REQUIRED WORK
Once the data has been read, return all of it precisely as written.
Top of DATA FOR ANALYSIS
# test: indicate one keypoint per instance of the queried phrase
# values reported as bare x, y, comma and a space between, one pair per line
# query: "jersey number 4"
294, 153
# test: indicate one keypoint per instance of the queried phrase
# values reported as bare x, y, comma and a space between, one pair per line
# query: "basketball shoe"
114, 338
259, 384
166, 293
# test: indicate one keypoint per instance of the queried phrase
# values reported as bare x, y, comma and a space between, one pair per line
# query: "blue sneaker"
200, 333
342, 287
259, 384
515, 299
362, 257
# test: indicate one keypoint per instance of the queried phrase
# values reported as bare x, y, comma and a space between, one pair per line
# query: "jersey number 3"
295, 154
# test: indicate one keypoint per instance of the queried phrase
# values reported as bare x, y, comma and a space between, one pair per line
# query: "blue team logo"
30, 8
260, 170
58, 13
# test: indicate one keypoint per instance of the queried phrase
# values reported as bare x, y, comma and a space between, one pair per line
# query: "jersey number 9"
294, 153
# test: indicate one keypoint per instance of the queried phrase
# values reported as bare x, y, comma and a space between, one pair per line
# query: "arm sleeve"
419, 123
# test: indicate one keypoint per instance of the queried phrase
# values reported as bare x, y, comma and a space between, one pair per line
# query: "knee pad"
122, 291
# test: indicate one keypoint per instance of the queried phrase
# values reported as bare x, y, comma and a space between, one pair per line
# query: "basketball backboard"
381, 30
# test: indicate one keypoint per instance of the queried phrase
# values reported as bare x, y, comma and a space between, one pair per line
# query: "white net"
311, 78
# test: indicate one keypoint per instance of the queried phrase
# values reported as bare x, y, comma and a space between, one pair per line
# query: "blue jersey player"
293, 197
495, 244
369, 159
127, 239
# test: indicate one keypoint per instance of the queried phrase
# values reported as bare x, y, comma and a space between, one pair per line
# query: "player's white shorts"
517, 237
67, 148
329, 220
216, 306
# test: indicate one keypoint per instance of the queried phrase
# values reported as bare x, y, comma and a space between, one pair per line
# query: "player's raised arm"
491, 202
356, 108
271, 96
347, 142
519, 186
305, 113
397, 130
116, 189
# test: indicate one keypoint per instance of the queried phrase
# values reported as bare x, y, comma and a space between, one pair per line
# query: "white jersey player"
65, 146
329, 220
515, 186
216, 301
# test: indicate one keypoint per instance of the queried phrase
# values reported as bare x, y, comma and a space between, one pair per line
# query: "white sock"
Bottom of DATA FOR ANALYSIS
RESULT FOR THIS TASK
# test: indicate one keypoint per instance of the queried phrase
# values reported as bare x, y, comma and a space between, one pair per line
# query: "jersey number 4"
294, 153
# test: indicate one keypoint per instance of the queried phrase
# values reported as bare x, y, comma and a space between, one pair per line
# query: "basketball shoe"
114, 338
259, 384
166, 293
# test: indicate one keypoint per instance of the queried phrase
# values reported as bare x, y, comma and a space between, one pair per line
# query: "blue sneaker"
200, 333
342, 287
259, 384
515, 299
362, 257
# test: indicate one keypoint per instance of the queried phrase
# values reported as bare x, y, comma and a space between, one pair per line
# query: "jersey number 3"
295, 154
# test: indicate one keypoint per instance of the queried phrase
# values reported as bare x, y, comma and a space between, one pair per line
# query: "blue team logo"
30, 8
260, 170
58, 13
# test: indicate one keypoint per instance of the queried phrase
# values reported as bare x, y, comma and a space between, one pair per line
# query: "jersey number 9"
294, 153
# test: indicate one keypoint per instance of the queried phrase
# values reported as bare x, y, comma and a space between, one pair per line
# query: "arm sleeve"
419, 123
# test: indicate one keypoint per instance of the queried phrase
# values reported as bare x, y, comma and a space between, one pair per line
# query: "knee pad"
122, 291
# test: indicate one keypoint per instance of the queried phrase
# values reported as bare x, y, comma and a space between, one pair per line
# query: "basketball backboard"
381, 30
# test: indicate one keypoint per instance of the queried phrase
# values reported as bare x, y, comma and a space between, one pair per line
# query: "white net"
311, 78
# test: indicate one keypoint per instance of the queried phrase
# values reported as bare x, y, comma and a space between, one pair per line
# query: "blue jersey player"
293, 197
495, 244
369, 159
127, 239
# test: indicate one keypoint per instance of the queried phrase
# values reported as bare x, y, comma and a space between, one pair per line
# query: "player's white shorts"
517, 237
67, 148
329, 220
216, 306
# test: indicate one keypoint per instance of the queried phrase
# values reported as bare x, y, comma and a space between, one pair per line
# query: "player's raised arm"
491, 202
356, 108
271, 96
347, 142
519, 186
305, 113
397, 130
116, 189
# test: indicate one keypoint per instance of the queried phrase
# values reported as bare x, y, comma and a space between, one pair per line
# query: "white jersey player"
65, 146
329, 220
515, 186
216, 301
# test: indicate one keypoint per instance of the queried phrase
# values reported as bare x, y, comma and a space between, one pair per line
# query: "white sock"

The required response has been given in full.